▸ Required actions
• 1. Decide whether each statement agrees with the article below on the Bank of Canada governor's speech. Answer yes or no for each, and quote the words of the article that settle it. (a) In January, the bank kept its policy interest rate at 0.25 per cent. (b) Mr. Macklem gave the speech in person. (c) Statistics Canada revised all three of its core inflation measures downward.
• 2. According to the article below on the Bank of Canada governor's speech, among which groups does long-term unemployment remain particularly high?
• 3. Continue the article below on the Bank of Canada governor's speech, picking up after its final sentence.
#### Passage ####
The Canadian economy faces a long recuperation period owing to enduring unemployment and a shift toward more digitalization and automation, Bank of Canada governor Tiff Macklem said in a speech containing few hints the central bank is preparing to tighten its policy position in the near term.
In his first comments since the bank’s decision in January to hold the policy interest rate at 0.25 per cent, Mr. Macklem shrugged off concerns about inflation returning to the 2-per-cent target sooner than expected because of vaccine approvals and additional fiscal stimulus. Longer-term government bond yields have pushed higher in recent weeks on increased inflation expectations, and on Monday Statistics Canada revised two of its three core inflation measures upward after backtracking on a methodology change.
“Early in the crisis, inflation expectations actually fell,” Mr. Macklem said in a press conference after the speech.
“What we’ve seen in recent months is those inflation expectations have moved back up to more normal levels. That reflects confidence in the market that central banks are going to get inflation back to target. That’s a good thing,” he said.
In the virtual speech to the Calgary and Edmonton chambers of commerce, Mr. Macklem said that “a complete recovery [is] still a long way off” and that “monetary policy will need to provide stimulus for a considerable period.”
His tone was similar to that of Federal Reserve chairman Jerome Powell, who told the U.S. Senate banking committee on Tuesday that “the economic recovery remains uneven and far from complete, and the path ahead is highly uncertain.”
Mr. Macklem chose to frame his economic outlook in terms of the labour market. While employment has improved dramatically since the depths of the pandemic lockdowns last spring, long-term unemployment remains high, particularly among women, young people and low-wage workers.
#### Dataset content ####
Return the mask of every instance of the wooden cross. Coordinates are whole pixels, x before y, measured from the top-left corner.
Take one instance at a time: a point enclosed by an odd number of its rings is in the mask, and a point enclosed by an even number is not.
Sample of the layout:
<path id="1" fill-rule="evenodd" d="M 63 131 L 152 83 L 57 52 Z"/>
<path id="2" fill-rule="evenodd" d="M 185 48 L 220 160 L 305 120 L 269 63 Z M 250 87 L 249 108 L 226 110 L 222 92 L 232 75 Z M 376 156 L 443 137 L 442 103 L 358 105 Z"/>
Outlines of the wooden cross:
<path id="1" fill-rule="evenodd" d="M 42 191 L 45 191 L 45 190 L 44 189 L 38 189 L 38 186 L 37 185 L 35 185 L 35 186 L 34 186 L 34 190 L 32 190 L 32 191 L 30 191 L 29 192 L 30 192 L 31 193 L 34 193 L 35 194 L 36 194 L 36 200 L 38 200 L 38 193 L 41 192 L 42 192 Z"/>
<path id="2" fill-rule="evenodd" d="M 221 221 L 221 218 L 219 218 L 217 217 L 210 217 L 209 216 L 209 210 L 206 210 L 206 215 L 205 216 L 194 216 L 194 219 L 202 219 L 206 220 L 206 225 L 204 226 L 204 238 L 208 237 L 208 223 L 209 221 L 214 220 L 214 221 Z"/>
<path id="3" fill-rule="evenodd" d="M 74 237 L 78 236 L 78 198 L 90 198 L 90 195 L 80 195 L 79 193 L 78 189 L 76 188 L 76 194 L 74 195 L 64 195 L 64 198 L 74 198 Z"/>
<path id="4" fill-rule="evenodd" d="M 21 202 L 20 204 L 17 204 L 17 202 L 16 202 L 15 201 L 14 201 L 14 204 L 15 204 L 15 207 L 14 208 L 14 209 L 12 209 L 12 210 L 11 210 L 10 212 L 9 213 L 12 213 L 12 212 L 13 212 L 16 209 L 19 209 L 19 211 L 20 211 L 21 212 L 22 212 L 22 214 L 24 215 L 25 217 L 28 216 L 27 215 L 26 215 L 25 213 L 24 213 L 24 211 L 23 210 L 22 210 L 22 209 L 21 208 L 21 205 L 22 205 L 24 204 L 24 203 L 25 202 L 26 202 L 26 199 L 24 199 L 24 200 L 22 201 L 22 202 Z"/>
####
▸ Answers by task
• 1.
(a) Yes: "decision in January to hold the policy interest rate at 0.25 per cent"
(b) No: "In the virtual speech to the Calgary and Edmonton chambers of commerce"
(c) No: "revised two of its three core inflation measures upward"

• 2. Women, young people and low-wage workers.

• 3.
Moreover, any widespread recovery in employment will be complicated by “structural” shifts in the economy.
“The fourth industrial revolution – the restructuring caused by digitalization and automation – was already well under way before the pandemic, and COVID-19 has accelerated it,” Mr. Macklem said.
“Many low-wage jobs have a high potential of being automated. And some jobs that are disproportionately held by women and youth, such as retail salesperson and cashier, are also the kinds of jobs where the pandemic has accelerated structural change,” he said.
Governments, employers and educational organizations will need to emphasize reskilling and digital training in the years ahead, he said. Without an inclusive job market recovery – where workers are matched with opportunities in a more automated and digital economy – Canada’s economic potential will be stunted, which could have a direct impact on inflation.
“Without full employment, inflation will not stay close to its 2-per-cent target because the shortfall in jobs and incomes will pull inflation down. And without low inflation and well-anchored inflation expectations, we are doomed to repeat boom and bust cycles with large fluctuations in employment,” he said.
The focus on full employment in the speech led some economists to speculate that the Bank of Canada was more seriously considering a dual mandate – targeting full employment alongside inflation – as part of its five-year mandate review, which is scheduled to wrap up later in the year.
Mr. Macklem, however, shot down this idea in the press conference. “My remarks today were very much about the flexible inflation targeting regime we have. I wasn’t trying to signal any changes,” he said.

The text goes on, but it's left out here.